- [Text section]:
If you have a dish type or any UHF antenna with a large vertical back piece
like those in the pictures, that backing is the back, and is a large reflector.
The wirey stuff is in front, and should be pointing to your stations.
The next thing you need, if you wish to receive all that is
available, is a rotor, to turn your antenna and point it to the
station you wish to watch. This is a little motor mounted on the
mast just below the antenna, with a control box down near your
TV. A second shorter mast leads from the rotational part of the
rotor and holds and turns the antenna. Obviously, this is most
necessary where two stations occupy the same channel number. They
will be coming generally from opposite directions. One signal
must be at its best to block out the other.
The Lead-in wire:
In pre-cable days, we used to use a flat 'ribbon' cable which
had a small copper wire running inside each edge. It works very
well, but it is finicky, it can't come near any metal or signal
strength is robbed from it.
Now, we all tend to use 'co-ax' cable just like in cable TV. It
has one wire running inside the other. Just try to keep your
length as short as possible. This is important, the electric
signals generated by your antenna are so weak that a long lead
will lose a lot of signal. Always locate your antenna so as to
keep the length of lead as short as possible.
Many antenna installations include an amplifier mounted at
the 'head end' as well as at the set. These work best in rural
situations, but in a big city with lots of local transmitters,
can simply cause signal overload and you're better off without
Connection to TV:
Once you've completed your installation, you have to connect
it to your TV. You may have one or two terminals for connections.

- [Dataset entries]:

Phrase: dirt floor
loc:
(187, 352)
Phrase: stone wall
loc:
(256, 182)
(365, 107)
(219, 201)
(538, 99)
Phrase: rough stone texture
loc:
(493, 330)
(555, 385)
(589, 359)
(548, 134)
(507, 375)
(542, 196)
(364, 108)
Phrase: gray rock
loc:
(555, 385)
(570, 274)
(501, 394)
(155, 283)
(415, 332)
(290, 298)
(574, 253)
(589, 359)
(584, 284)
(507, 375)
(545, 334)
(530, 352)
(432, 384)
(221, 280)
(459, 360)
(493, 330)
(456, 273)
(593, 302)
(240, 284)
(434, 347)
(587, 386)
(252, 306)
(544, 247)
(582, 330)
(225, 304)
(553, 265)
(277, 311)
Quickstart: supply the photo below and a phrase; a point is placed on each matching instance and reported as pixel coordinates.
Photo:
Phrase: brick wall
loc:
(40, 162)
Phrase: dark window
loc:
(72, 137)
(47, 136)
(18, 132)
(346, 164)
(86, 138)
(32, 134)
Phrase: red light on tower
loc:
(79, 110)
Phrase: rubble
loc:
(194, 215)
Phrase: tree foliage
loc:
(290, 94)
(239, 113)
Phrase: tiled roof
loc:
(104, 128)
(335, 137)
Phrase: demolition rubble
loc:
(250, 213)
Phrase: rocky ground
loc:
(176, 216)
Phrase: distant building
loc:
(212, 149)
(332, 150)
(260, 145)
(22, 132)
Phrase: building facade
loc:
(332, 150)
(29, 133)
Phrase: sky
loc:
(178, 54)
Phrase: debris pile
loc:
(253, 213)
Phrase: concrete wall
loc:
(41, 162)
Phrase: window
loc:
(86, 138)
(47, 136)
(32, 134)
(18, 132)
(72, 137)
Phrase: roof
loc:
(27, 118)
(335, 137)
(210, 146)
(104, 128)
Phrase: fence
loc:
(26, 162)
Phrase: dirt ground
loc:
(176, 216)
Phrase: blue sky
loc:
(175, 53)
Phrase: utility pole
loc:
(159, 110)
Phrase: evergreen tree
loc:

- [Required work]:
1. Using the TV antenna text, explain in one or two sentences why the lead-in wire should be kept as short as possible.
2. Summarize the TV antenna text in three sentences.

- [Solutions in order]:
1. The electric signals that the antenna generates are so weak that a long lead will lose a lot of signal. For this reason, the antenna should be placed so that the lead stays as short as possible.

2. A UHF antenna's large back piece is a reflector, and the wire elements in front should point toward the stations, with a mast-mounted rotor turning the antenna to the station wanted, which matters most when two stations share a channel number. Older flat ribbon lead-in works well but loses signal strength near metal, so co-ax cable is now usual and should be kept as short as possible because the antenna's signals are so weak. Amplifiers at the head end and at the set work best in rural areas but can cause signal overload in a big city with many local transmitters, and the finished installation is then connected to the TV's one or two terminals.